• Set task A
Return every line of the records that contains the word "baseball".

• Excerpted passage
↓

16 Support Vector Machines

Abstract

TODO (150-200 WORDS)

Major changes expected!

This page is a work in progress and major changes will be made over time.

Support vector machines are a popular class of model in regression and classification settings due to their ability to make accurate predictions for complex high-dimensional, non-linear data. In survival analysis, survival support vector machines (SSVMs), are one of the few classes that can estimate survival times. However, experiments with SSVMs have demonstrated that they are best used for ranking predictions as their survival time predictions can be wildly out of range. As a consequence, SSVMs cannot easily be used to make distribution predictions. As usual this chapter starts with SVMs in the regression setting before moving to adaptions for survival analysis.

↑

• Set task B
Write the next part of the passage on support vector machines, continuing after its final sentence.

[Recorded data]
↓

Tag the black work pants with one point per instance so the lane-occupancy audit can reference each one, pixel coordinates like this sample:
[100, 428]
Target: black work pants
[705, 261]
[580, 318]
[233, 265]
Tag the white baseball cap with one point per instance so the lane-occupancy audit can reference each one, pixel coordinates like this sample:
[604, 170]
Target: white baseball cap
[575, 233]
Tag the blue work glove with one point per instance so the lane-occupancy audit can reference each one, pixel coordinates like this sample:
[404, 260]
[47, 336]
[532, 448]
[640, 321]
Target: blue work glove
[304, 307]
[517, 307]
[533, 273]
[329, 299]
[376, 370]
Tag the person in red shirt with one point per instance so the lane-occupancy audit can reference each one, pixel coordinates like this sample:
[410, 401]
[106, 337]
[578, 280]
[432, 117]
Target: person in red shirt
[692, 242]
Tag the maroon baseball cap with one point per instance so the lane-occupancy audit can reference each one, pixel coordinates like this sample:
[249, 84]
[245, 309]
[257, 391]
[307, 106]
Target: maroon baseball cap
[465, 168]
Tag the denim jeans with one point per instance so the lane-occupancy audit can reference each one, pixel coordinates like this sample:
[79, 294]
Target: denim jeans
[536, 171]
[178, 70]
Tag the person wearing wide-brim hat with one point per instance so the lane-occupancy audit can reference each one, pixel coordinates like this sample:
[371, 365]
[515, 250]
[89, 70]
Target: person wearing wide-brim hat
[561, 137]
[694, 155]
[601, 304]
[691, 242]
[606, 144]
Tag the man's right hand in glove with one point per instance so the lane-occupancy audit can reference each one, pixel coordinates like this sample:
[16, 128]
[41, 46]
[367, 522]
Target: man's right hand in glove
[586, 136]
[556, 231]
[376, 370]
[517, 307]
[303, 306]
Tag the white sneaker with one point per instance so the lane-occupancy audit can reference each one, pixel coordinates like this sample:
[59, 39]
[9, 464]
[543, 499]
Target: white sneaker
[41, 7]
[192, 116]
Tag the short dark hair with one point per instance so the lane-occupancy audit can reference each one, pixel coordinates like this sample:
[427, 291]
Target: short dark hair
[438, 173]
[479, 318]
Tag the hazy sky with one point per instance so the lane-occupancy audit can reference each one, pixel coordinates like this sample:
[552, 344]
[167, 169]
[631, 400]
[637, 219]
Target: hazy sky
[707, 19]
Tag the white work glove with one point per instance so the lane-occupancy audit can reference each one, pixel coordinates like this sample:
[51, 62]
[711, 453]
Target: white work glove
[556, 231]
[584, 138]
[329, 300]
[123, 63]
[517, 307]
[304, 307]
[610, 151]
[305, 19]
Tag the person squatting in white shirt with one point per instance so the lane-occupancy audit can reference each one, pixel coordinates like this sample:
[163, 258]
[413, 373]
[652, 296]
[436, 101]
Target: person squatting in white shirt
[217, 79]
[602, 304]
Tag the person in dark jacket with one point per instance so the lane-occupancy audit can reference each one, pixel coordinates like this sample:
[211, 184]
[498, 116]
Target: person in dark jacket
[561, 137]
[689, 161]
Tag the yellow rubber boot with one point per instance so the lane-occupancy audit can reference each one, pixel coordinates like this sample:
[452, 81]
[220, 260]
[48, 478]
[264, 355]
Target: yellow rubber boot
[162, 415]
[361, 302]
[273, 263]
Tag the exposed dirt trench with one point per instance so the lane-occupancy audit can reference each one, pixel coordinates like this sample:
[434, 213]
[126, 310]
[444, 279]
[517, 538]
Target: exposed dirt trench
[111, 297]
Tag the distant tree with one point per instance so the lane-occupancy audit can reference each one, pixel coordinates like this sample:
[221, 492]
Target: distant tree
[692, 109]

↑

• Task response A
Tag the white baseball cap with one point per instance so the lane-occupancy audit can reference each one, pixel coordinates like this sample:
Target: white baseball cap
Tag the maroon baseball cap with one point per instance so the lane-occupancy audit can reference each one, pixel coordinates like this sample:
Target: maroon baseball cap

• Task response B
16.1 SVMs for Regression

In simple linear regression, the aim is to estimate the line \(y = b + x\beta_1\) by estimating the \(b,\beta_1\) coefficients. As the number of coefficients increases, the goal becomes to instead estimate the hyperplane that divides the higher-dimensional space into two separate parts. To visualize a hyperplane, imagine looking at a room from a birds eye view that has a dividing wall cutting the room into two halves (Figure 16.1). In this view, the room appears to have dimensions (x=left-right, y=top-bottom) and the divider is a simple line of the form \(y = b + x\beta_1\). In reality, this room is actually three dimensional and has a third dimension (z=up-down) and the divider occupies these dimensions as a hyperplane of the form \(y = b + x\beta_1 + z\beta_2\).

AI generated image of an office cut in half by a dividing wall. — Figure 16.1: Visualising a hyperplane by viewing a 3D room in two-dimensions with a wall that is now seen as a simple line. When standing in this room, the wall will clearly exist in three dimensional space.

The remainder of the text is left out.